== ITEMS ==
------------------------------------------------

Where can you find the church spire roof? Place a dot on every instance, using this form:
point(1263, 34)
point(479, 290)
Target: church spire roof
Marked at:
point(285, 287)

------------------------------------------------

== CHALLENGE ==
Rewrite the lines above, swapping "spire" for "steeple" everywhere it occurs and leaving everything else the same.

== OUTPUT ==
Where can you find the church steeple roof? Place a dot on every instance, using this form:
point(1263, 34)
point(479, 290)
Target: church steeple roof
Marked at:
point(285, 287)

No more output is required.